#### [本文]

とりわけ「業務用」に分類されるソフトにはその傾向が強い。
しかしMS-Officeのように個人利用者が多いソフトウェアでもOffice360とかなんとか言って毎年料金を徴収しようとする試みがスタートしている。
さすが時代に取り残されつつあるマイクロソフト商売というところか。

昨年は会社で使っていたAutocadがライセンス契約の月極払いとなってしまい「固定費が余計にかかる」と社内の評判は芳しくない。
代理店のなんじゃら商会の担当者の言葉も奥歯にものが挟まったような案配だ。
それでAutocadは仕事だけなので私個人が負担するものではない。
問題はAdobeのPhotoshopやIllustratorなのである。
こちらも業務系に近いソフトであるけれどもMS-Offceと同様に私のような個人ユーザーが多いこともあり、月極ライセンス支払い制は正直言ってかなりの負担でありがたくない。

#### [小課題 1]
本文の「しかしMS-Officeのよ」から始まり「それでAutocadは仕事だけなので私個人が負担するものではない。」で終わる部分を、一字一句そのまま書き写してください。
#### [小課題 2]
本文によると、昨年、会社で使っていたAutocadの支払い方式はどうなりましたか?
#### [小課題 3]
本文を二文で要約してください。
資料は本文とは関係のない、別個のものです。

#### [データ抜粋]
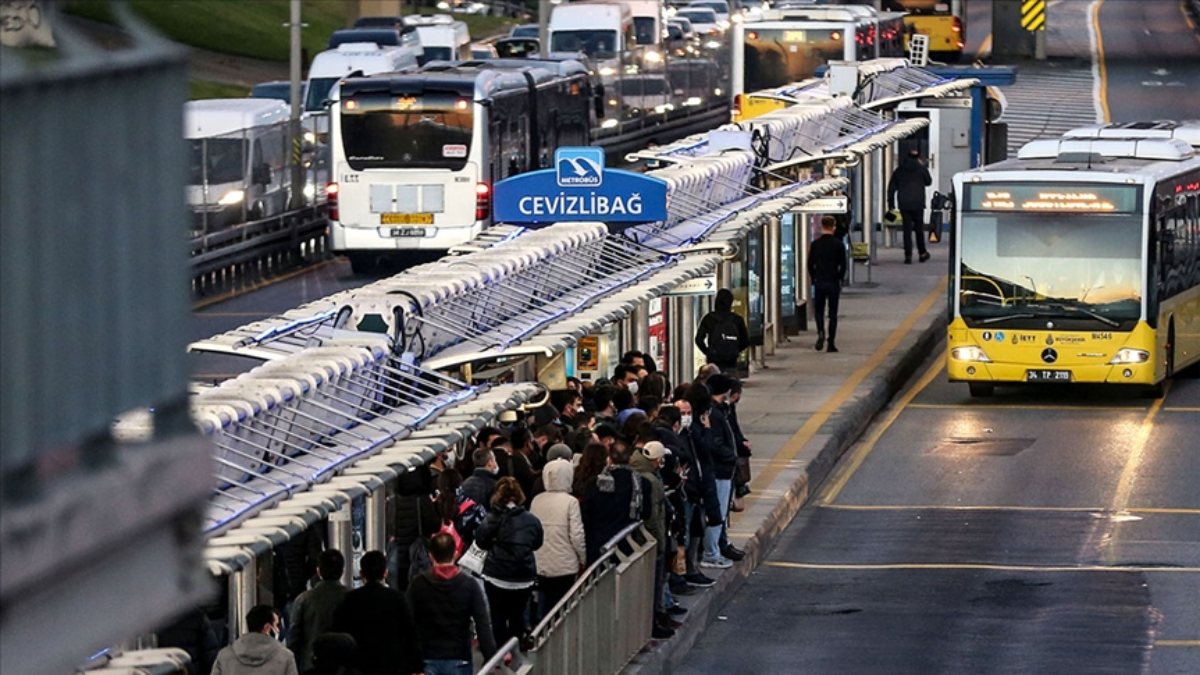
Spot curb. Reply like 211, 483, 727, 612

#### [課題の解答 1]
しかしMS-Officeのように個人利用者が多いソフトウェアでもOffice360とかなんとか言って毎年料金を徴収しようとする試みがスタートしている。
さすが時代に取り残されつつあるマイクロソフト商売というところか。

昨年は会社で使っていたAutocadがライセンス契約の月極払いとなってしまい「固定費が余計にかかる」と社内の評判は芳しくない。
代理店のなんじゃら商会の担当者の言葉も奥歯にものが挟まったような案配だ。
それでAutocadは仕事だけなので私個人が負担するものではない。

#### [課題の解答 2]
ライセンス契約の月極払いになりました。

#### [課題の解答 3]
MS-Officeのように個人利用者が多いソフトウェアでも、毎年料金を徴収しようとする試みが始まっている。筆者の会社ではAutocadが月極払いになって固定費が増えると不評だが、筆者個人にとって問題なのはPhotoshopやIllustratorで、その月極ライセンス支払い制はかなりの負担でありがたくない。